YOUR INSTRUCTIONS » Please count the lines in both blocks below that contain the word "window", and reply with the number alone.

-- START OF DATA PROVIDED --

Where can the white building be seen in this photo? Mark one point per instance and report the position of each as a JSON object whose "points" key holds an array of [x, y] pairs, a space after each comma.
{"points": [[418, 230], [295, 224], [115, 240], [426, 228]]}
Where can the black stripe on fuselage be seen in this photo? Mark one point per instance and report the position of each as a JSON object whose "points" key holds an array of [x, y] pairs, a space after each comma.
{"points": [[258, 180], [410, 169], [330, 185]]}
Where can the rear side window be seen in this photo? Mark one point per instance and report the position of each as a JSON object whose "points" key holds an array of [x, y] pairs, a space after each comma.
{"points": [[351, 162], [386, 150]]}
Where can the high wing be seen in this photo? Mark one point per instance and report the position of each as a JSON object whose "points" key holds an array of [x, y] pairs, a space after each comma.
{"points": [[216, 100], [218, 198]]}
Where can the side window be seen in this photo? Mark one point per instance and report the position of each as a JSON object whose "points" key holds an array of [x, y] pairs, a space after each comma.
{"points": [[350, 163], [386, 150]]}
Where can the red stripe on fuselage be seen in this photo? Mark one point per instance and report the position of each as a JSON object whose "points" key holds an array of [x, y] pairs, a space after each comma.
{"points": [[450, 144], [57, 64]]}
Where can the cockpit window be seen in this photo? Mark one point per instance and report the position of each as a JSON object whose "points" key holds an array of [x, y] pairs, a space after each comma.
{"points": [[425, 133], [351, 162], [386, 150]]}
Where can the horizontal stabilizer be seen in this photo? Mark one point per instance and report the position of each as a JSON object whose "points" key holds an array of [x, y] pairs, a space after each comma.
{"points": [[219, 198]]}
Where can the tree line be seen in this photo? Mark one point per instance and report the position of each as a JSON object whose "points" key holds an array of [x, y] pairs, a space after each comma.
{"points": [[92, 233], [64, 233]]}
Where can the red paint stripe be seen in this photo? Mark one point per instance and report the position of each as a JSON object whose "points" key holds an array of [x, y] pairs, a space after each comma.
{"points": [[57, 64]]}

-- END OF DATA PROVIDED --
-- START OF DATA PROVIDED --

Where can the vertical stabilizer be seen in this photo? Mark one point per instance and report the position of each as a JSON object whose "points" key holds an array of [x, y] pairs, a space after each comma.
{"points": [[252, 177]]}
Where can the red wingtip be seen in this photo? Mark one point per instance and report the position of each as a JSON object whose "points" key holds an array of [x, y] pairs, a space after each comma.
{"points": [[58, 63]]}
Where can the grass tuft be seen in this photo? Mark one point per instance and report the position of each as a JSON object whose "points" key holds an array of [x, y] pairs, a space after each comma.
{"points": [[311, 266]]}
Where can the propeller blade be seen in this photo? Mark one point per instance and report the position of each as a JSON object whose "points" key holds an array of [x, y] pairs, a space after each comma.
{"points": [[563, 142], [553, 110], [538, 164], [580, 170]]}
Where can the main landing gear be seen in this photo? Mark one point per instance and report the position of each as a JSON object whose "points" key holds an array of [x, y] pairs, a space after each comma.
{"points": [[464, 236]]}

-- END OF DATA PROVIDED --

OUTPUT » 3